— Begin —

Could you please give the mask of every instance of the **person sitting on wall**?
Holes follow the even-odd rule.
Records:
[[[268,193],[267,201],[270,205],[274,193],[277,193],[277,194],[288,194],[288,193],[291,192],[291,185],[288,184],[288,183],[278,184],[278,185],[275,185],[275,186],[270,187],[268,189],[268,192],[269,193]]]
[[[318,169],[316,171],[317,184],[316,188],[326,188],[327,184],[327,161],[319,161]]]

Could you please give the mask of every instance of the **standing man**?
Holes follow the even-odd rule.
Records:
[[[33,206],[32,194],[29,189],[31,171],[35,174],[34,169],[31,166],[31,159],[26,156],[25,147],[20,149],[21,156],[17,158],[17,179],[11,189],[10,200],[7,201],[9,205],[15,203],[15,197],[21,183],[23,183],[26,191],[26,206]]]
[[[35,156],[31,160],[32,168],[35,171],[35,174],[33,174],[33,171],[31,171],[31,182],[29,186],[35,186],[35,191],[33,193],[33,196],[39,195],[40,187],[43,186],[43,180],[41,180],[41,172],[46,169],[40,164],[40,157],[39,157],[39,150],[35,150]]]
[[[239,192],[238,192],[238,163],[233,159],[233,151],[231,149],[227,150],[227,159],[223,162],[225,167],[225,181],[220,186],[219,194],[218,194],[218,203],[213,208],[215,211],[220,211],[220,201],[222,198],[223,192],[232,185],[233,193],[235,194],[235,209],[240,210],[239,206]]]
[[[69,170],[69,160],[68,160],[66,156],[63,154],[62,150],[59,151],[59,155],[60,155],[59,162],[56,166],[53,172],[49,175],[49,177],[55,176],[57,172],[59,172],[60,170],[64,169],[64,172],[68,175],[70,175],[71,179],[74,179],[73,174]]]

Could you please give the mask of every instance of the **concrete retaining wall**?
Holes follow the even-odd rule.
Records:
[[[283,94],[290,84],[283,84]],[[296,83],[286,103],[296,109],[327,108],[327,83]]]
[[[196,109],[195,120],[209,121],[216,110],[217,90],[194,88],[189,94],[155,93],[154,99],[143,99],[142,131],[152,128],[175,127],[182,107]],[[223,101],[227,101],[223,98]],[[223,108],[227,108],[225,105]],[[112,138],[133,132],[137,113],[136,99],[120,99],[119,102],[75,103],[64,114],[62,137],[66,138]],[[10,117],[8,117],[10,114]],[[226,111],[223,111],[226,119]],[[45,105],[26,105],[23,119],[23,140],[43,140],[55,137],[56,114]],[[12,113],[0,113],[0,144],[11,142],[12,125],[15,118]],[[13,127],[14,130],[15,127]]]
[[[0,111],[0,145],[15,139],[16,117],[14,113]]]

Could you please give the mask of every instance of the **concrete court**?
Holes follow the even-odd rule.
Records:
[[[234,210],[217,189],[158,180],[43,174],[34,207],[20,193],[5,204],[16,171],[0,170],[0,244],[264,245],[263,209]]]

— End —
— Begin —

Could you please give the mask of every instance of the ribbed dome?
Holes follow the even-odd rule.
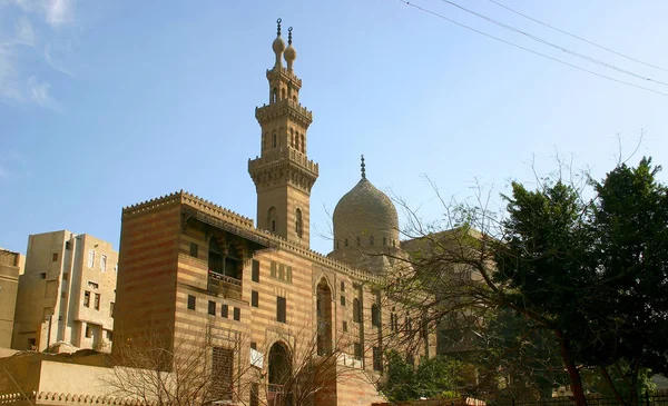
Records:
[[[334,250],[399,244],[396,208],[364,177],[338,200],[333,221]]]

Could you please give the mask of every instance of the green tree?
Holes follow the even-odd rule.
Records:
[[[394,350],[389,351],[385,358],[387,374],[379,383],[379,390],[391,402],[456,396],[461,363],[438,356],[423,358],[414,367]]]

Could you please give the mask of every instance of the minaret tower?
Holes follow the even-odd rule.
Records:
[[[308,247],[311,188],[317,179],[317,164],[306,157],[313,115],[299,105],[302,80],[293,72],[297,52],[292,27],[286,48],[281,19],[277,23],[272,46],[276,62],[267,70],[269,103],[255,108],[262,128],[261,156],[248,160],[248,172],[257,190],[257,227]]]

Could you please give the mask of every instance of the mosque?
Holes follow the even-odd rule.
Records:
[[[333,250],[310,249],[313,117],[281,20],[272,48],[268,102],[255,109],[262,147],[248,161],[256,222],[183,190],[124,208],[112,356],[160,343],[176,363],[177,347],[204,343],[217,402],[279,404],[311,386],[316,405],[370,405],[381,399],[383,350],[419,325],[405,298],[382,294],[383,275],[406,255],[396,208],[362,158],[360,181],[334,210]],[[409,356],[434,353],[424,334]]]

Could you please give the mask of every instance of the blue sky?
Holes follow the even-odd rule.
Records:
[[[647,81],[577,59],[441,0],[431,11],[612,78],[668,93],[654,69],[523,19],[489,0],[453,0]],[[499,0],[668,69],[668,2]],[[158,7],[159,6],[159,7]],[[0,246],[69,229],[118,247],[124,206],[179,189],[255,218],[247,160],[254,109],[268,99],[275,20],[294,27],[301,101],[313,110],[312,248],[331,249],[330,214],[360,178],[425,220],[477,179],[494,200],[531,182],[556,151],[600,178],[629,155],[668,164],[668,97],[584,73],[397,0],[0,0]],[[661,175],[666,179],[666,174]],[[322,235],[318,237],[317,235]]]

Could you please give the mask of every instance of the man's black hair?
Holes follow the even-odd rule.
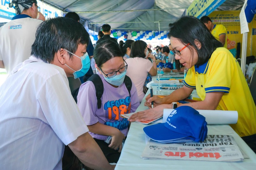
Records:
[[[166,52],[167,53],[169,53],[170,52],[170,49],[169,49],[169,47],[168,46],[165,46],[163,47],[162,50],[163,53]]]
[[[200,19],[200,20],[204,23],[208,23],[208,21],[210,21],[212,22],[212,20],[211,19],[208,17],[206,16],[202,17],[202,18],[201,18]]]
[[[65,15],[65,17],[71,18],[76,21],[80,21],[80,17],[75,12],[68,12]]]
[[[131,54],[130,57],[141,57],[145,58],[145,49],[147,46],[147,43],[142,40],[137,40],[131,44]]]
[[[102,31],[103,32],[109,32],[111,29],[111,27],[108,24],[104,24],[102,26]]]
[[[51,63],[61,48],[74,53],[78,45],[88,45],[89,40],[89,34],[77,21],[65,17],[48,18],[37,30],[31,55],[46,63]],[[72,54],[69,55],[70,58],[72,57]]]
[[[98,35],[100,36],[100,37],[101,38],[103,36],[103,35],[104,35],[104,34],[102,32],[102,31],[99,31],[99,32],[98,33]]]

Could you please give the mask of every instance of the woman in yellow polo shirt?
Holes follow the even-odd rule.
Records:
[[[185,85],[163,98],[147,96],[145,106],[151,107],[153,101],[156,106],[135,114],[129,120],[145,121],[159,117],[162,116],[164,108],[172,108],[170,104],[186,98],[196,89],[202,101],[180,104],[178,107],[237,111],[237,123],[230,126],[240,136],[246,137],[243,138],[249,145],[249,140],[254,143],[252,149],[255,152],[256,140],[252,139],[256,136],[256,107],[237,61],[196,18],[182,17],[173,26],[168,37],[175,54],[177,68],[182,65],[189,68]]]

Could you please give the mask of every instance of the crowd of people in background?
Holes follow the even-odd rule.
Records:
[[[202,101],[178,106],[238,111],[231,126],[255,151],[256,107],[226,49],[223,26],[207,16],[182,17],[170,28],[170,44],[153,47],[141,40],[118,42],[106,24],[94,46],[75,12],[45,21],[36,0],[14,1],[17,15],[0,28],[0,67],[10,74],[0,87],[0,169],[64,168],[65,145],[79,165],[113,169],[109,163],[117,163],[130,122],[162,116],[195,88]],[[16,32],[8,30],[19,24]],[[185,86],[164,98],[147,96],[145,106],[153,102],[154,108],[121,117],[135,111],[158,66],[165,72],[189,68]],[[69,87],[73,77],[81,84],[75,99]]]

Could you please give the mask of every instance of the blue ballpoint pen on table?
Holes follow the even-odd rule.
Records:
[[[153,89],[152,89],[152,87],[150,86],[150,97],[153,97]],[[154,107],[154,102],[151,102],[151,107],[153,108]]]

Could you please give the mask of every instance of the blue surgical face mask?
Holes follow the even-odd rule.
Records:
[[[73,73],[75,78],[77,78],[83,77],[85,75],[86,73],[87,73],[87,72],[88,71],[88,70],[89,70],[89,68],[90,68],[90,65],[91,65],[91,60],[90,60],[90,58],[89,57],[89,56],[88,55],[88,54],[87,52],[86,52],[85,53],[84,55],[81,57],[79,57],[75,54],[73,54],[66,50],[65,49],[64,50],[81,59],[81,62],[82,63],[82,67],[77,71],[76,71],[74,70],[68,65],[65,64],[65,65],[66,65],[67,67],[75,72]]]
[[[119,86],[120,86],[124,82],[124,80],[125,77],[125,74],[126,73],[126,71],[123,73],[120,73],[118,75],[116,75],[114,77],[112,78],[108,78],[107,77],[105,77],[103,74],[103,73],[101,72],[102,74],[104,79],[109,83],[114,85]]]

— End —

Arrange the data as a Markdown table with the columns Number and Line, starting at the line that contains "the ribbed dome?" and ending at the line that contains "[[[334,250],[399,244],[396,208],[364,177],[338,200],[333,221]]]". Give each line its own numbered row, leave out blank lines, and omit the pictures.

| Number | Line |
|---|---|
| 1 | Could you please give the mask of every instance of the ribbed dome? |
| 2 | Holes follow the even-odd rule. |
| 3 | Records: |
| 4 | [[[334,250],[399,244],[396,208],[364,177],[338,200],[333,221]]] |